**WHAT YOU NEED TO DO**
(1) Please answer these questions using the Crested Butte resort article:
(a) About how much is being spent on upgrades to the ski area?
(b) How many diners will the fine dining component of the Red Lady Lodge seat?
(c) How many cross-country trails does the resort now have final approval to build?
(2) For each statement, decide whether the Crested Butte resort article supports it. Answer yes or no, and quote the words from the article that settle it.
(a) The proposed Red Lady Lodge will be 22,000 square feet.
(b) The resort put in the foundation for the lodge this summer.
(c) The Red Lady Lodge will have a separate kitchen for each dining facility.

**DOCUMENT TEXT**

□ □ □

New trails on the way

If you’re taking a stroll through the base area of Crested Butte Mountain Resort, things wouldn’t seem out of the ordinary right now—people getting on the chairlift, chatting at the bike shop, or playing Frisbee in the grass. But inside the buildings, and up on the mountain, about $1.2 million is being spent in upgrades to the ski area, and still more on repairs.

 

 

Possibly the quietest change is that the site for the proposed Red Lady Lodge has been tidied up and a large “coming soon” sign has been erected. The proposed 22,000-square-foot Red Lady Lodge will be located just past the top of the Red Lady Express lift on the north side of the ski slope. The lodge proposal includes a main dining space for 230 people, a fine dining component that will seat 100 diners, and a separate play area for kids. A single, large kitchen will serve both dining facilities.
CBMR vice president and chief marketing officer Ken Stone says the resort originally intended to do more work on the lodge this summer, but decided to focus on more immediate projects like building renovations  at the base area instead. “We were originally going to go up there and put in the foundation. We opted not to do that and start next season,” he says.
Stone says the building is set for completion by the beginning of the 2010 winter season.
But by the end of this summer locals and visitors will be able to ride several new mountain biking trails at the resort.
On Monday, July 14, Stone said Forest Service officials, along with CBMR’s mountain operations crew, had just finished their walk-through of the proposed trails. For the sports enthusiast, CBMR has proposed four new cross-country-style segments, and a new downhill trail.
CBMR operations manager Ethan Mueller says the resort now has final approval to build two of the cross-country trails and will move forward with building them soon. For the remaining trails, he says other Forest Service officials are being invited to view the trail layout and voice any concerns before they give their approval.

□ □ □

**Coordinate labeling data**
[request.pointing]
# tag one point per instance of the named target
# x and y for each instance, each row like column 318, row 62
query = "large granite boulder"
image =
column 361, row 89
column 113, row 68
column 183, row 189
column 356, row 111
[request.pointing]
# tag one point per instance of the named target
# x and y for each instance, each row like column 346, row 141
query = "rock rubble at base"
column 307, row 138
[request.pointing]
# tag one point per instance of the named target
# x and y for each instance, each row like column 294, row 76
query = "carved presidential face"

□ □ □

**SOLUTIONS TO THE TASKS**
(1)
(a) About $1.2 million
(b) 100 diners
(c) Two

(2)
(a) Yes: "The proposed 22,000-square-foot Red Lady Lodge"
(b) No: "We opted not to do that and start next season"
(c) No: "A single, large kitchen will serve both dining facilities."